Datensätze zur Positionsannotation
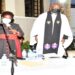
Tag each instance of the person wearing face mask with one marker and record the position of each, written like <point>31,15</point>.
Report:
<point>10,34</point>
<point>51,32</point>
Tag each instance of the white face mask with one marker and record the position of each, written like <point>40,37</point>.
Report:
<point>6,21</point>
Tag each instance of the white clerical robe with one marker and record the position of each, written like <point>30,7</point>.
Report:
<point>38,29</point>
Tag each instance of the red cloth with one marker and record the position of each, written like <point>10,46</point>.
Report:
<point>17,43</point>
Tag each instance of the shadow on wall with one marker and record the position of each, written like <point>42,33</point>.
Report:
<point>26,25</point>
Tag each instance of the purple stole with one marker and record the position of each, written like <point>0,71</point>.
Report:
<point>51,39</point>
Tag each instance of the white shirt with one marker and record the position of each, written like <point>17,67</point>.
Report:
<point>38,29</point>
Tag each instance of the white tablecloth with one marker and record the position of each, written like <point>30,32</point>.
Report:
<point>51,66</point>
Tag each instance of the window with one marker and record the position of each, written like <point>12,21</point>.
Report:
<point>72,3</point>
<point>33,8</point>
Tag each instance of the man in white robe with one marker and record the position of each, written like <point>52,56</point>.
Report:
<point>38,32</point>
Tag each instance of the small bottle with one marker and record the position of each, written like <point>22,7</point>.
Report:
<point>4,59</point>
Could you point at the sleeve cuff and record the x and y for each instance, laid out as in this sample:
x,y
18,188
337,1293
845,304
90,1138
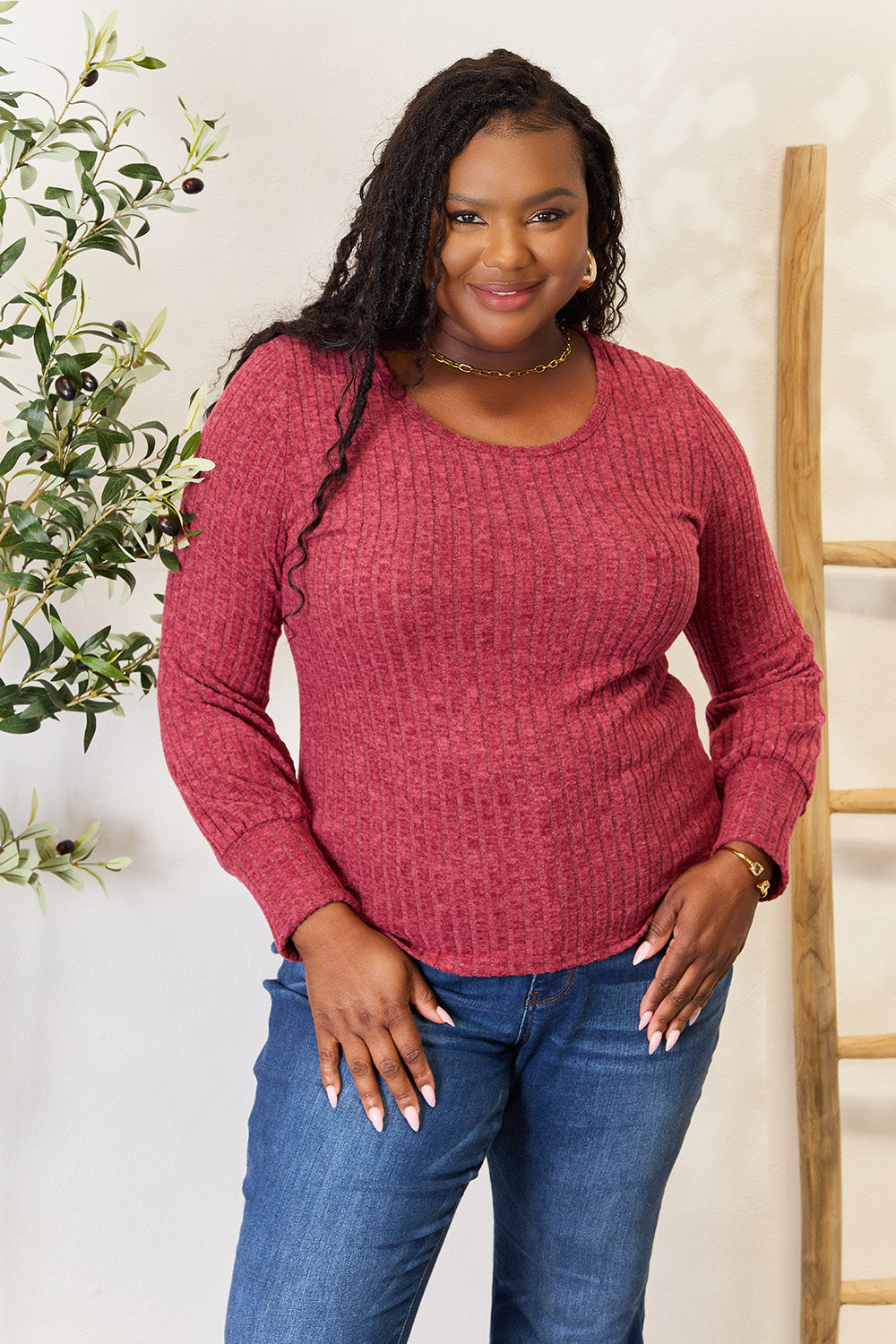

**DEINE AUFGABE**
Gib die Zeilen der Datensätze ab der Zeile mit „Could you point“ bis zum Ende der Datensätze unverändert wieder, beide Enden eingeschlossen. Lass die Bilder in deiner Antwort weg.

**ERGEBNIS DER AUFGABE**
Could you point at the sleeve cuff and record the x and y for each instance, laid out as in this sample:
x,y
18,188
337,1293
845,304
90,1138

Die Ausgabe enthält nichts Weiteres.